> [Document segment]:
The Courage To Be Real

The Courage To Be Real

Painting by Barbara Thomas

Thinking back to what I wrote in the December blog, when the little ones (of the gnome world) showed up during my massage and asked the therapist to tell me that I don’t need to work so hard to see them because “I already do”, I felt an immediate confirmation—that relaxing into “knowing” that comes not so often as to be taken for granted but often enough to stick in my heart as a guiding star. Barbara often says, “Now that the gnomes have us—have our attention—they’re not going to let us go easily.” And so I am grateful for moments of assurance, for gifts of synchronicity.

I have said enough times that although I have a “knowing” sense, I don’t usually see “in my mind’s eye” in the way I wish I did. I am coming to experience, though, that a sense of knowing can turn into imaginal seeing. I often ask the little ones for help in finding things like my keys. Usually the process is that I remember to ask, and then I go on with getting ready or cleaning up and suddenly my sight is drawn to a particular spot (last time it was down a crack by the seatbelt in the backseat of my car). I’ve come to feel confident that these misplaced items will turn up, even if it takes some time.

> [Work instructions]:
1) Can you print the part of the blog post that opens with the words containing "Thinking back to" and closes with "gifts of synchronicity."?
2) In the blog post, what reason did the little ones give for why the writer doesn't need to work so hard to see them?

> [Provided material]:
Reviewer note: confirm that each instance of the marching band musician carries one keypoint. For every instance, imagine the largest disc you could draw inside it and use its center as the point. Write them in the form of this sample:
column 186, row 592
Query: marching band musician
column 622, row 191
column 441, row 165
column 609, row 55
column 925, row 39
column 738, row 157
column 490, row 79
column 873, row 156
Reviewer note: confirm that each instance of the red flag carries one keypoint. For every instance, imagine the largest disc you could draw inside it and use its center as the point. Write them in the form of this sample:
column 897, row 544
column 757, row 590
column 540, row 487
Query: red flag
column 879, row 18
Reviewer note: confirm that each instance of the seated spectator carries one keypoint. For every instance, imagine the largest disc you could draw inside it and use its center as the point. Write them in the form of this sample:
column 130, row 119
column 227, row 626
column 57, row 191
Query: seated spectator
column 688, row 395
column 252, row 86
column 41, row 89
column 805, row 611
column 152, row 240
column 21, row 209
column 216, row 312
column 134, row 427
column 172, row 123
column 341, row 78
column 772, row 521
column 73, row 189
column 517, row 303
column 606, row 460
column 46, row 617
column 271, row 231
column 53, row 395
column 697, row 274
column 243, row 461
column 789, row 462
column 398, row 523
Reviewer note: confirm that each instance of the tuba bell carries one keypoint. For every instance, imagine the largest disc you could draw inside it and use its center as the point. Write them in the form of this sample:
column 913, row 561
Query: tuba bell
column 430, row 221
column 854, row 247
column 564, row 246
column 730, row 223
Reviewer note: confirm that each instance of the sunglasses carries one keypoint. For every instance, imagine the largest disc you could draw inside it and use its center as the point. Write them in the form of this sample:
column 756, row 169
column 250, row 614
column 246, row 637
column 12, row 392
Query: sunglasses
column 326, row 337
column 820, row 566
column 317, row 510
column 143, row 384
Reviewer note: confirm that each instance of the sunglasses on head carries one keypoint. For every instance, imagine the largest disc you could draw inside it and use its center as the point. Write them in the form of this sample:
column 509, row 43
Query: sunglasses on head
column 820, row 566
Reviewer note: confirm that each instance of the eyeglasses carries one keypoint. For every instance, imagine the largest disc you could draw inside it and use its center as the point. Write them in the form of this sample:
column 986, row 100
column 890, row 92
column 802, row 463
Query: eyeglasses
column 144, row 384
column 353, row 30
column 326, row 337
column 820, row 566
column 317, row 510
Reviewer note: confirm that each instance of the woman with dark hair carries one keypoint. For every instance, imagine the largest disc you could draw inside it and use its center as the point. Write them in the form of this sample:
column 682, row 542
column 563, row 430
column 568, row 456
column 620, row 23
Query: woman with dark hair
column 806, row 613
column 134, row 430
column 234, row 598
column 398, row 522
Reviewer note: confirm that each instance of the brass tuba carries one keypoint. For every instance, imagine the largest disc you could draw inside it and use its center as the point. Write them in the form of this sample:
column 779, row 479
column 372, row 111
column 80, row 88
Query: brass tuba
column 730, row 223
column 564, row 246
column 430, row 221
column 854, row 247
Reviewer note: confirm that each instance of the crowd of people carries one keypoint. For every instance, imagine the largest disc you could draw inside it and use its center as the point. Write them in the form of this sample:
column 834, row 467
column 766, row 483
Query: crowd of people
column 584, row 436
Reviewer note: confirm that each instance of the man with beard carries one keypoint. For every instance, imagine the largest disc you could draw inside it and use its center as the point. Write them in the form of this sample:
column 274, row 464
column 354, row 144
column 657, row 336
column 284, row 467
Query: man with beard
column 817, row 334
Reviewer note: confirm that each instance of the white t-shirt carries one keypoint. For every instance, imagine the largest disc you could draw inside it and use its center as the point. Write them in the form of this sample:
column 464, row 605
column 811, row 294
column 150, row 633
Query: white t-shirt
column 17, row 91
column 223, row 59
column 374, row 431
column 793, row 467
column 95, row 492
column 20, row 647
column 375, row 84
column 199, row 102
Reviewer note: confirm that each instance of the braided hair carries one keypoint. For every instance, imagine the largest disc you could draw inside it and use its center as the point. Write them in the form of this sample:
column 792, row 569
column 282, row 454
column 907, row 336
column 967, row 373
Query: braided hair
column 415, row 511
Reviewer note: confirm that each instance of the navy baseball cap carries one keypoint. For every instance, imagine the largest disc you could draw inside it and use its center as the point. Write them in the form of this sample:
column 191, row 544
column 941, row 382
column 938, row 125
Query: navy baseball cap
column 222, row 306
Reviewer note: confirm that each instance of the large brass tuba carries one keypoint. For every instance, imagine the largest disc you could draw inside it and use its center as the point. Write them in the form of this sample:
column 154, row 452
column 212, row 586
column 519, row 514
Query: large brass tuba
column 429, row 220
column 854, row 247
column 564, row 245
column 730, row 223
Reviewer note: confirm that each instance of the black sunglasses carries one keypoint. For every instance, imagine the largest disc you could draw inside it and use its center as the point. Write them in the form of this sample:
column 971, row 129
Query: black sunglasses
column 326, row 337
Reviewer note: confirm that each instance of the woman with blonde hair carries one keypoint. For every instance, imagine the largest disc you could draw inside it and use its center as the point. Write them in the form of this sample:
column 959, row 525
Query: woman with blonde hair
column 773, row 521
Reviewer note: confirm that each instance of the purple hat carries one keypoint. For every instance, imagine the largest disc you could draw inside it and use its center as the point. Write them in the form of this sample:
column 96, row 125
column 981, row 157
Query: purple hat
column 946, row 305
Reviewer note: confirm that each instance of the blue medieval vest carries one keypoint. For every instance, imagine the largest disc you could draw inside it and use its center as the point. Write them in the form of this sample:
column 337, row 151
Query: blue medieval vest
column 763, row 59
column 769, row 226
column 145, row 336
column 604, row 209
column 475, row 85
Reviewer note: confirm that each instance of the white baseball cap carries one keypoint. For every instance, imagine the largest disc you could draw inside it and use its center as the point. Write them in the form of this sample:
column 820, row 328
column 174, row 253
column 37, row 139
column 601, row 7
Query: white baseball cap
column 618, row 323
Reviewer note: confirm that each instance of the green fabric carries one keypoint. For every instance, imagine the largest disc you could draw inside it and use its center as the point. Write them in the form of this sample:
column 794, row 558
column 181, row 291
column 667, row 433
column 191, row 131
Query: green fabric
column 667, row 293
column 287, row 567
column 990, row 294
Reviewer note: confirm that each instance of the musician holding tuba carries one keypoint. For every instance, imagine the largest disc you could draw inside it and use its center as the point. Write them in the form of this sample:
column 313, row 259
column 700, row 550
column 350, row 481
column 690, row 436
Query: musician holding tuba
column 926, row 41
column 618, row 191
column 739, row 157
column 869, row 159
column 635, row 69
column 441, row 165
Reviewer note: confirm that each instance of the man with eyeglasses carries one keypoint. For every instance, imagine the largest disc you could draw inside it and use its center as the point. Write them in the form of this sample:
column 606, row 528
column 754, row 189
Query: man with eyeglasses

> [Solutions in order]:
1)
Thinking back to what I wrote in the December blog, when the little ones (of the gnome world) showed up during my massage and asked the therapist to tell me that I don’t need to work so hard to see them because “I already do”, I felt an immediate confirmation—that relaxing into “knowing” that comes not so often as to be taken for granted but often enough to stick in my heart as a guiding star. Barbara often says, “Now that the gnomes have us—have our attention—they’re not going to let us go easily.” And so I am grateful for moments of assurance, for gifts of synchronicity.

2) Their reason was that the writer already does see them. They gave this message to the massage therapist to pass along.